In the entries below, find the string "mask" and return each line holding it.

(Data extracted from a collection)
== == ==

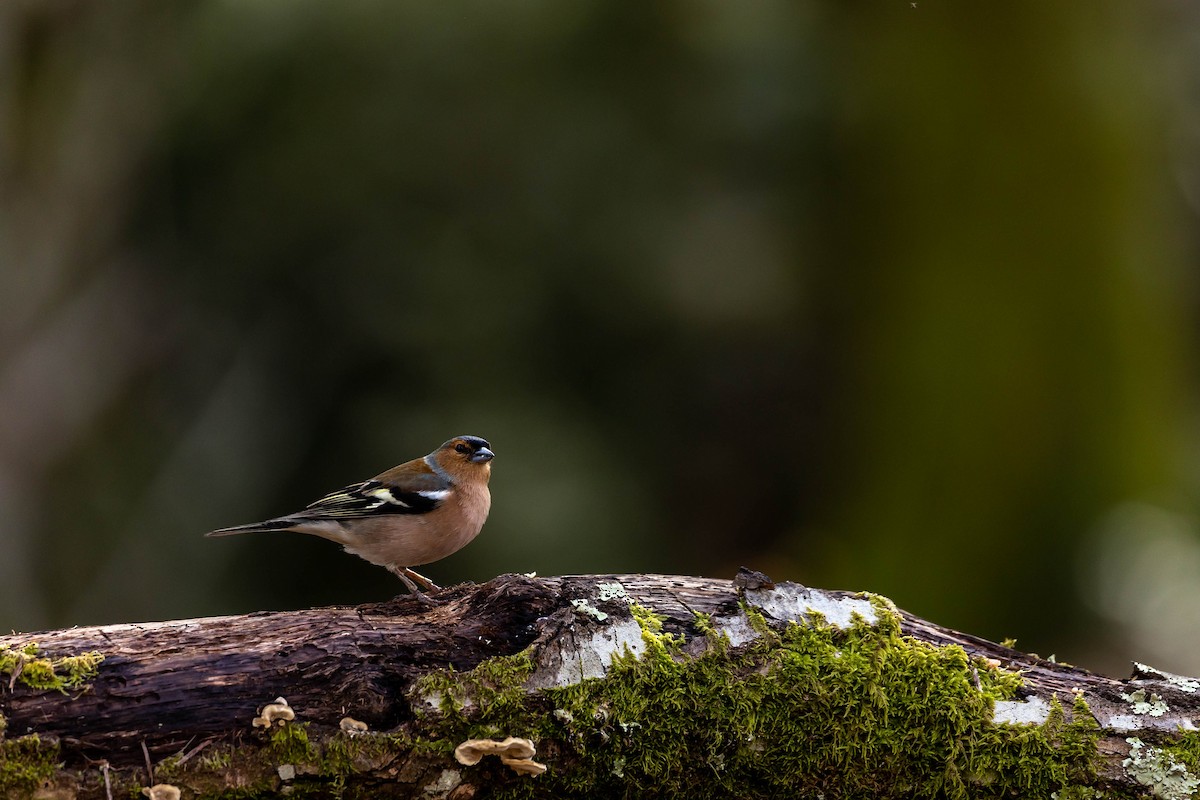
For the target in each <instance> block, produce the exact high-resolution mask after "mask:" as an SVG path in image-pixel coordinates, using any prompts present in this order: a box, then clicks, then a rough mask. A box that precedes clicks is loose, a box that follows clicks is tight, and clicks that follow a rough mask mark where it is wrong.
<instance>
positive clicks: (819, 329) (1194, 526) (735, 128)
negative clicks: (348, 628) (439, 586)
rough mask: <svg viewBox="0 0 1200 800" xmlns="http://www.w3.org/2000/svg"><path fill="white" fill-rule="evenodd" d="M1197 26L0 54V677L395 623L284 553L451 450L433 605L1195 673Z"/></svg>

== == ==

**Response below**
For the target in each <instance> block, produce the exact high-resolution mask after "mask:" as an SVG path in image-pixel coordinates, using any prompts present in this order: a box, then clicks, then a rough mask. A box that precedes clicks is loose, a box that follows clicks is tight, and clicks that follow a rough mask mark where it is wrong.
rough mask: <svg viewBox="0 0 1200 800" xmlns="http://www.w3.org/2000/svg"><path fill="white" fill-rule="evenodd" d="M1197 26L0 54V677L395 623L284 553L451 450L433 605L1195 673Z"/></svg>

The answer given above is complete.